TEXTAUSZUG.
VwGH vom 24.06.1991, 90/15/0159

VwGH vom 24.06.1991, 90/15/0159

Beachte

Miterledigung (miterledigt bzw zur gemeinsamen Entscheidung verbunden):

90/15/0160

Betreff

Der Verwaltungsgerichtshof hat durch den Vorsitzenden Senatspräsident Dr. Iro und die Hofräte Dr. Wetzel, Dr. Steiner, Dr. Mizner und Dr. Fellner als Richter, im Beisein des Schriftführers Kommissär Dr. Lebloch, über die Beschwerden der X-Bank gegen die Bescheide der Finanzlandesdirektion für Wien, Niederösterreich und Burgenland 1. vom , Zl. GA 11 - 1562/89, und 2. vom , Zl. GA 11- 1576/89, jeweils betreffend Rechtsgebühr, zu Recht erkannt:

Spruch

Die angefochtenen Bescheide werden wegen Rechtswidrigkeit ihres Inhaltes aufgehoben.

Der Bund hat der Beschwerdeführerin in jeden der beiden Beschwerdesachen Aufwendungen in der Höhe von je S 11.525,-- binnen zwei Wochen bei sonstiger Exekution zu ersetzen.

Begründung

Mit den im Instanzenzug erlassenen angefochtenen Bescheiden setzte die belangte Behörde gegenüber der beschwerdeführenden Bank in insgesamt fünf Fällen Rechtsgebühr nach § 33 TP 19 GebG fest. Den Bescheiden liegen folgende durchwegs gleichgelagerte Sachverhalte zugrunde: Die Beschwerdeführerin hatte mit verschiedenen Kreditnehmern Kontokorrentkreditverträge mit Laufzeiten von jeweils weniger als fünf Jahren geschlossen und im Wege des Gebührenjournales (§ 3 Abs. 4 GebG) ordnungsgemäß vergebührt. Jeweils vor Ablauf der vereinbarten Laufzeit hatten die Kreditnehmer um Prolongation der eingeräumten Kredite ersucht. Die Beschwerdeführerin stellte daraufhin (in zwei Fällen wenige Tage vor, in den anderen Fällen einige Tage bzw. Wochen nach Ablauf der vereinbarten Laufzeit) den Kreditnehmern jeweils das Anbot, "den Kredit" bzw. "den eingeräumten Kredit" bis auf weiteres, längstens jedoch bis zu im einzelnen genannten Terminen zu verlängern, die weniger als insgesamt fünf Jahre nach dem Beginn der jeweiligen Laufzeit liegen. Die Annahme dieser Anbote durch die Kreditnehmer erfolgte durchwegs einige Tage bzw. Wochen nach Ende der ursprünglich vereinbarten Kreditlaufzeit.

MATERIAL.
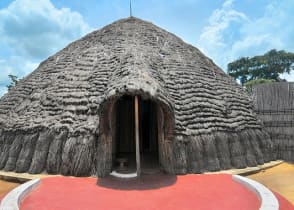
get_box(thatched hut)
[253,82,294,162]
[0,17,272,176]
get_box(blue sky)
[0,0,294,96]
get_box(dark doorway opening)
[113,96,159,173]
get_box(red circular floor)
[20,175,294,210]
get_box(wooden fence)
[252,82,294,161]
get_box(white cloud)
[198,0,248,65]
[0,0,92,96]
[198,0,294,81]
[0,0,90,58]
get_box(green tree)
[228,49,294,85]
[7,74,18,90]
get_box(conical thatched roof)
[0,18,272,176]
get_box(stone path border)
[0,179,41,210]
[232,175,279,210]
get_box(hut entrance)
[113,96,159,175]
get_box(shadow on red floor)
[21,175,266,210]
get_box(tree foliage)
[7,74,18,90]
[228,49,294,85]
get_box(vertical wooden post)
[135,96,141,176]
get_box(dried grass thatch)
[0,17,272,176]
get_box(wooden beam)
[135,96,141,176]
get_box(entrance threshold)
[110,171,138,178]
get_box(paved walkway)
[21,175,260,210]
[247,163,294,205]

AUFGABENSTELLUNG 1.
Prüfen Sie, ob die Aussagen (a), (b) und (c) mit dem Erkenntnis zur Rechtsgebühr übereinstimmen, und belegen Sie jede Antwort mit Ja oder Nein sowie den entscheidenden Worten aus dem Erkenntnis im genauen Wortlaut.
(a) Der Verwaltungsgerichtshof hob die angefochtenen Bescheide auf.
(b) Die Kontokorrentkreditverträge hatten Laufzeiten von mehr als fünf Jahren.
(c) Die Kreditnehmer nahmen die Anbote vor dem Ende der ursprünglichen Kreditlaufzeit an.
AUFGABENSTELLUNG 2. Greifen Sie das Erkenntnis zur Rechtsgebühr nach seinem letzten Satz auf und führen Sie es fort.
Das Material stammt aus einer anderen Quelle.

SCHRIFTLICHE ANTWORT 1.
(a) Ja: „Die angefochtenen Bescheide werden wegen Rechtswidrigkeit ihres Inhaltes aufgehoben.“
(b) Nein: „mit Laufzeiten von jeweils weniger als fünf Jahren“
(c) Nein: „Die Annahme dieser Anbote durch die Kreditnehmer erfolgte durchwegs einige Tage bzw. Wochen nach Ende der ursprünglich vereinbarten Kreditlaufzeit.“

SCHRIFTLICHE ANTWORT 2.
Der Auffassung der Abgabenbehörde erster Instanz, die jeweilige "Verlängerung" sei als gebührenpflichtiger Abschluß eines neuen Kreditvertrages zu beurteilen, weil die ursprünglichen Kreditverträge im Zeitpunkt der "Verlängerung" bereits abgelaufen seien, hielt die Beschwerdeführerin im Abgabenverfahren entgegen, ein Kreditvertrag erlösche nicht durch Zeitablauf, sondern durch Tilgung der Gesamtforderung (§ 1412 ABGB). Die wechselseitigen Rechte und Pflichten seien in den Beschwerdefällen über den ursprünglich vereinbarten Stichtag hinaus gelaufen. Überdies habe die Beschwerdeführerin mit den Kreditnehmern (innerhalb der jeweiligen Laufzeit) mündlich Prolongationen bis zur Erledigung der Ansuchen vereinbart. Den Kreditnehmern sei der Kreditrahmen während der ganzen Zeit voll zur Verfügung gestanden. Es handle sich daher um im Sinne des § 33 TP 19 Abs. 4 Z. 1 GebG gebührenfreie Prolongationen.

Die belangte Behörde vertrat im angefochtenen Bescheid die Auffassung, unter einer Prolongation im Sinne der zuletzt zitierten Gesetzesstelle sei die vertragliche Verlängerung der Dauer eines auf bestimmte Zeit begrenzten Kreditverhältnisses zu verstehen. In den vorliegenden Fällen sei die schriftliche Annahme der Prolongationsanbote jeweils zu einer Zeit erfolgt, zu der der Endtermin, bis zu dem in den vorangegangenen Urkunden die Kreditgewährung eingeräumt worden sei, bereits abgelaufen gewesen sei. Der Auffassung der Beschwerdeführerin, daß der Kreditvertrag erst durch die Tilgung beendet werde, sei nicht zu folgen; dieser ende mit Ablauf der Zeit, für die er abgeschlossen worden sei.

Gegen diese Bescheide erhob die Beschwerdeführerin zunächst Beschwerden an den Verfassungsgerichtshof. Dieser lehnte die Behandlung der Beschwerden mit seinen Beschlüssen vom , Zlen. B 225/90 und B 263/90, ab und trat die Beschwerden über nachträgliche Anträge der Beschwerdeführerin dem Verwaltungsgerichtshof zur Entscheidung ab.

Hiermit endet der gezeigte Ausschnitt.